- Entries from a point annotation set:
BEGIN

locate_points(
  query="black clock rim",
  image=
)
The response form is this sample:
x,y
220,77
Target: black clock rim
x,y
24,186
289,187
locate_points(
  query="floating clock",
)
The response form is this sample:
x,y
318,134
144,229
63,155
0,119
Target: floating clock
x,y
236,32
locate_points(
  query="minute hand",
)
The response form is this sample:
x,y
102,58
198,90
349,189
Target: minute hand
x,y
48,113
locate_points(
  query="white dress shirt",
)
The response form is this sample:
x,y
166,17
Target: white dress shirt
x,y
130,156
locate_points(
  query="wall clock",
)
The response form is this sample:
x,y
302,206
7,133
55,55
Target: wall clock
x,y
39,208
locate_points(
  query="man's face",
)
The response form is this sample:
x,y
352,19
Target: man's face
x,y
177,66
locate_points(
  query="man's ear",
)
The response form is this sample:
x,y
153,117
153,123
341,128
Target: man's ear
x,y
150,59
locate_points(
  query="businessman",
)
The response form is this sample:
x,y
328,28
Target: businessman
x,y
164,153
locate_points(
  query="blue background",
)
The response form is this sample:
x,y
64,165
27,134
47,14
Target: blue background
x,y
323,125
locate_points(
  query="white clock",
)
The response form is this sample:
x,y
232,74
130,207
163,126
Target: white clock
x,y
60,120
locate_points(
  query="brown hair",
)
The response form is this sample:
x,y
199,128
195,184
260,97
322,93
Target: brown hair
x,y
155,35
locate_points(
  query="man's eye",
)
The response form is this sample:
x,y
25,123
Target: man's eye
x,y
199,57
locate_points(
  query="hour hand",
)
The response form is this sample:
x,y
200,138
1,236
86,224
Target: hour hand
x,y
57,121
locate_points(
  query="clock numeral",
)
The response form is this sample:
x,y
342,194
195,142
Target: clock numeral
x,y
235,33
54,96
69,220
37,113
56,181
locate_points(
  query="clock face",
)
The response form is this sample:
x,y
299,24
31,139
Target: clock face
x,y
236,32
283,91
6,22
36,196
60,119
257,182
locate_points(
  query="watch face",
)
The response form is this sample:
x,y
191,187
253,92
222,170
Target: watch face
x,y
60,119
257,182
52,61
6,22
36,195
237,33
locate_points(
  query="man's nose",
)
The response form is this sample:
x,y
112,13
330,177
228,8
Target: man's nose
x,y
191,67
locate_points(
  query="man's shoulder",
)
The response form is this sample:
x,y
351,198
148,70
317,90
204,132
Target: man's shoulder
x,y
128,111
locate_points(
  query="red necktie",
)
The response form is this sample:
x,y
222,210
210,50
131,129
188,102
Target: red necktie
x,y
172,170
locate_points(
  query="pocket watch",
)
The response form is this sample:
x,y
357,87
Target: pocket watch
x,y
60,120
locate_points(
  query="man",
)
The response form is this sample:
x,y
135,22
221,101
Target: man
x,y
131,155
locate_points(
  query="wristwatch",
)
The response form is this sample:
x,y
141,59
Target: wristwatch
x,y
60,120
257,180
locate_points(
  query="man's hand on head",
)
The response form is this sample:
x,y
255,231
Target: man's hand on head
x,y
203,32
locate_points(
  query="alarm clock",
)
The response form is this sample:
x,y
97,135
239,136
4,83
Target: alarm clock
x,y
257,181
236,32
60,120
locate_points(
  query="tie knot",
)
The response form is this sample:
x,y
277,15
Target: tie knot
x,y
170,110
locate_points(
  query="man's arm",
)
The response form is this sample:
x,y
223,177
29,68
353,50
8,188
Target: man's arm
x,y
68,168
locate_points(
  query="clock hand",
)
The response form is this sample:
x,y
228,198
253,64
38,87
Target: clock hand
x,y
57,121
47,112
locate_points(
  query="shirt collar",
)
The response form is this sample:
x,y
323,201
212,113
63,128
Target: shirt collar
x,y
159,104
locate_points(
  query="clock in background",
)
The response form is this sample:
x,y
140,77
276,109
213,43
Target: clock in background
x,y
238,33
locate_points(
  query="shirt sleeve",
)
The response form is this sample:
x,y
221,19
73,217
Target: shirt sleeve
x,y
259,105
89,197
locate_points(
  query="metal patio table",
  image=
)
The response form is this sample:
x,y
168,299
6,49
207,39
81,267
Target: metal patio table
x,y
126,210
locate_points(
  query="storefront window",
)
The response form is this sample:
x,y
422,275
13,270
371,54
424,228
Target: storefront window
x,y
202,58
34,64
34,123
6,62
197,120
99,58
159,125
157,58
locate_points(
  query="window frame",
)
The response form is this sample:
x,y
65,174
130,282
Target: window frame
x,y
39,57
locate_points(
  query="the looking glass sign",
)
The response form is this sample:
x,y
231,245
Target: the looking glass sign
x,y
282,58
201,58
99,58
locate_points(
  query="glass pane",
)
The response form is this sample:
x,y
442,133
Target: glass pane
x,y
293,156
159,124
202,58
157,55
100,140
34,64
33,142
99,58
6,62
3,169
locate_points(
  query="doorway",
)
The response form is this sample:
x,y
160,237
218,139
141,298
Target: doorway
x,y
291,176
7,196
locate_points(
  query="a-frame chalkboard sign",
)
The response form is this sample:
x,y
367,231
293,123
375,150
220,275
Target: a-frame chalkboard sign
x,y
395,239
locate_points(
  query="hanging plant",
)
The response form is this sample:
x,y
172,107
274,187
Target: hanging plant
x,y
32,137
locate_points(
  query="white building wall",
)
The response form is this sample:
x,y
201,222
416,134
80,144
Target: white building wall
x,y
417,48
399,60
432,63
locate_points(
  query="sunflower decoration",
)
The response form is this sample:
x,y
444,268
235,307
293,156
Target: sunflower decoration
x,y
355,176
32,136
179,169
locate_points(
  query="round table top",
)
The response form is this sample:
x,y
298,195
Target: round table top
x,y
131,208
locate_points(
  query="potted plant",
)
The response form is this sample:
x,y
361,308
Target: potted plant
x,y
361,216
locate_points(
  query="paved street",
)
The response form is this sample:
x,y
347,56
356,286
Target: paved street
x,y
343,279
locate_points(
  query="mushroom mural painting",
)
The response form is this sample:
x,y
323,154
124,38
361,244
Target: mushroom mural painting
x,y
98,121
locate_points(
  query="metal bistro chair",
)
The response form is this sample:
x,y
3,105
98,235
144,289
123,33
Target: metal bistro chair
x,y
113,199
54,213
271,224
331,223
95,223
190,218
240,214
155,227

END

Retype every record above exactly as written.

- Exercise solution:
locate_points(
  query="black clock rim",
  image=
)
The response form is this sample:
x,y
220,77
Target: black clock rim
x,y
24,186
289,187
locate_points(
  query="floating clock",
)
The response form is this sample:
x,y
318,134
144,229
63,155
0,119
Target: floating clock
x,y
236,32
locate_points(
  query="minute hand",
)
The response form is this sample:
x,y
102,58
198,90
349,189
Target: minute hand
x,y
48,113
locate_points(
  query="white dress shirt",
)
The response form is this sample:
x,y
166,17
Target: white dress shirt
x,y
130,156
locate_points(
  query="wall clock",
)
The response form is this sample:
x,y
302,206
7,133
55,55
Target: wall clock
x,y
39,208
locate_points(
  query="man's face",
)
The response form is this sample:
x,y
352,19
Target: man's face
x,y
177,66
locate_points(
  query="man's ear",
)
The response form is this sample:
x,y
153,117
153,123
341,128
Target: man's ear
x,y
150,59
locate_points(
  query="businessman",
)
The response form is this sample:
x,y
328,28
Target: businessman
x,y
164,153
locate_points(
  query="blue background",
)
The response form is this sample:
x,y
64,165
27,134
47,14
Target: blue background
x,y
323,125
locate_points(
  query="white clock",
)
The response form is this sample:
x,y
232,74
130,207
163,126
Target: white clock
x,y
60,120
locate_points(
  query="brown hair",
)
The response form is this sample:
x,y
199,128
195,184
260,97
322,93
Target: brown hair
x,y
155,35
locate_points(
  query="man's eye",
)
The response form is this sample:
x,y
25,123
Target: man's eye
x,y
199,57
locate_points(
  query="hour hand",
)
The response form is this sample:
x,y
200,138
1,236
86,224
Target: hour hand
x,y
57,121
locate_points(
  query="clock numeral",
)
The response form is this sample:
x,y
342,194
195,142
Target: clock numeral
x,y
235,33
54,96
69,220
37,113
56,181
locate_points(
  query="clock face",
)
The response form is this sample:
x,y
299,24
31,139
Target: clock face
x,y
236,32
283,91
6,22
36,196
60,119
257,182
locate_points(
  query="watch face",
)
The response form is this sample:
x,y
191,187
253,92
222,170
Target: watch face
x,y
60,119
257,182
52,61
6,22
36,195
237,33
locate_points(
  query="man's nose",
)
The response form is this sample:
x,y
112,13
330,177
228,8
Target: man's nose
x,y
191,67
locate_points(
  query="man's shoulder",
)
The response form is this sample:
x,y
351,198
148,70
317,90
204,132
Target: man's shoulder
x,y
128,111
locate_points(
  query="red necktie",
)
The response form is this sample:
x,y
222,210
210,50
131,129
188,102
Target: red necktie
x,y
172,170
locate_points(
  query="pocket watch",
)
The response form is this sample:
x,y
357,87
Target: pocket watch
x,y
60,120
locate_points(
  query="man",
)
The response form is this sample:
x,y
135,22
221,101
Target: man
x,y
131,155
locate_points(
  query="wristwatch",
)
The response form is this sample:
x,y
141,59
Target: wristwatch
x,y
60,120
257,180
locate_points(
  query="man's hand on head",
)
The response form is this sample:
x,y
255,231
Target: man's hand on head
x,y
203,32
locate_points(
  query="alarm clock",
)
The response form is this sample:
x,y
97,135
239,136
4,83
Target: alarm clock
x,y
257,181
236,32
60,120
locate_points(
  query="tie knot",
)
The response form is this sample:
x,y
277,15
Target: tie knot
x,y
170,110
locate_points(
  query="man's arm",
)
The response form is this sample:
x,y
223,177
29,68
353,50
8,188
Target: man's arm
x,y
68,168
locate_points(
  query="clock hand",
)
The response form is this sample:
x,y
228,198
253,64
38,87
Target: clock hand
x,y
57,121
47,112
locate_points(
  query="shirt collar",
)
The response form is this sample:
x,y
323,201
212,113
63,128
Target: shirt collar
x,y
159,104
locate_points(
  query="clock in background",
)
The response form is this sample:
x,y
140,77
276,109
213,43
Target: clock in background
x,y
238,33
locate_points(
  query="shirt sleeve",
)
The response form is this sample:
x,y
221,19
73,217
Target: shirt sleeve
x,y
259,105
89,197
locate_points(
  query="metal patio table",
  image=
)
The response form is this sample:
x,y
168,299
6,49
207,39
81,267
Target: metal patio table
x,y
126,210
locate_points(
  query="storefront window",
)
The response form is this sample:
x,y
422,275
13,270
371,54
424,228
Target: storefront window
x,y
202,58
34,64
34,123
6,62
197,120
99,58
159,125
157,58
locate_points(
  query="window frame",
)
The response form is this sample:
x,y
65,174
130,282
Target: window frame
x,y
39,57
locate_points(
  query="the looking glass sign",
)
The response form is this sample:
x,y
231,245
Target: the looking glass sign
x,y
282,58
201,58
99,58
locate_points(
  query="glass pane",
)
The response form is this sample:
x,y
442,133
Target: glass pane
x,y
293,156
159,124
202,58
157,55
100,140
34,64
33,142
99,58
6,62
3,169
locate_points(
  query="doorway",
)
The response form is this sample:
x,y
160,237
218,139
141,298
Target: doorway
x,y
291,176
7,196
locate_points(
  query="a-frame chalkboard sign",
)
The response form is this sample:
x,y
367,231
293,123
375,150
220,275
Target: a-frame chalkboard sign
x,y
395,239
locate_points(
  query="hanging plant",
)
The response form is this sample:
x,y
172,107
274,187
Target: hanging plant
x,y
32,137
locate_points(
  query="white building wall",
)
The response form is this sample:
x,y
201,222
416,134
80,144
Target: white building wall
x,y
417,48
399,60
432,63
locate_points(
  query="sunflower decoration",
)
The response form is this sample:
x,y
444,268
235,307
293,156
Target: sunflower decoration
x,y
355,176
32,136
179,169
locate_points(
  query="round table top",
)
The response form is this sample:
x,y
298,195
Target: round table top
x,y
131,208
locate_points(
  query="potted plant",
)
The response form is this sample:
x,y
361,308
Target: potted plant
x,y
361,216
locate_points(
  query="paved street",
)
The response form is this sample:
x,y
347,56
356,286
Target: paved street
x,y
343,279
locate_points(
  query="mushroom mural painting",
)
The response form is this sample:
x,y
323,154
124,38
361,244
Target: mushroom mural painting
x,y
98,121
locate_points(
  query="metal bistro chair",
)
The response form is this sample:
x,y
3,105
98,235
144,289
123,33
Target: metal bistro chair
x,y
113,199
54,213
271,224
331,223
95,223
190,218
240,214
155,227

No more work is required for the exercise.